→ TEXT SEGMENT:
-=-=-
Modine Manufacturing Company (NYSE: MOD), a diversified global leader in thermal management technology and solutions, today reported financial results for the third quarter of fiscal year 2018. Third Quarter Highlights: Net sales of $512.7 million, increased 47 percent from the prior year, including an incremental $110.2 million from the Commercial and Industrial Solutions (“CIS”) segment … Continued

Modine Manufacturing Company (NYSE: MOD), a diversified global leader in thermal management technology and solutions, today reported financial results for the third quarter of fiscal year 2018.

Logo (PRNewsFoto/Modine Manufacturing Company)

Third Quarter Highlights:

  • Net sales of $512.7 million, increased 47 percent from the prior year, including an incremental $110.2 million from the Commercial and Industrial Solutions (“CIS”) segment
  • Non-CIS sales increased 12 percent on a constant-currency basis
  • Operating income of $13.9 million and adjusted operating income of $27.0 million
  • Income tax expense of $35.2 million, including $35.7 million related to the recently enacted U.S. tax reform legislation
  • Loss per share of $0.57 and adjusted earnings per share of $0.35
  • Updates 2018 outlook and now expects adjusted earnings per share to range between $1.44 and $1.52, up from $1.30 to $1.45

“Our sales increased across all of our business segments, driven by strength in our end markets, market share gains and program launches,” said Modine President and Chief Executive Officer, Thomas A. Burke. “The significant growth in adjusted operating earnings resulted from the addition of our CIS business, along with volume-driven earnings growth in the Americas, Asia and Building HVAC, which more than offset higher raw material costs.”

Net sales for the third quarter were $512.7 million, an increase of 47 percent from the prior year.  This included a $110.2 millionincrease in CIS sales, which was only owned by the company for one month of the prior year quarter. On a constant-currency basis, non-CIS sales increased $38.8 million, or 12 percent, from the third quarter of the prior year. This increase was a result of sales growth across all business segments.
-=-=-
→ DIRECTIVE: Duplicate the passage of the earnings release between "Net sales for" and "all business segments.", inclusive. The records have no connection to the earnings release.

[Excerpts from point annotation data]
-=-=-
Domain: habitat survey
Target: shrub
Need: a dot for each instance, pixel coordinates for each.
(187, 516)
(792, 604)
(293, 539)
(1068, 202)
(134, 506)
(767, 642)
-=-=-
→ TASK RESULT:
Net sales for the third quarter were $512.7 million, an increase of 47 percent from the prior year.  This included a $110.2 millionincrease in CIS sales, which was only owned by the company for one month of the prior year quarter. On a constant-currency basis, non-CIS sales increased $38.8 million, or 12 percent, from the third quarter of the prior year. This increase was a result of sales growth across all business segments.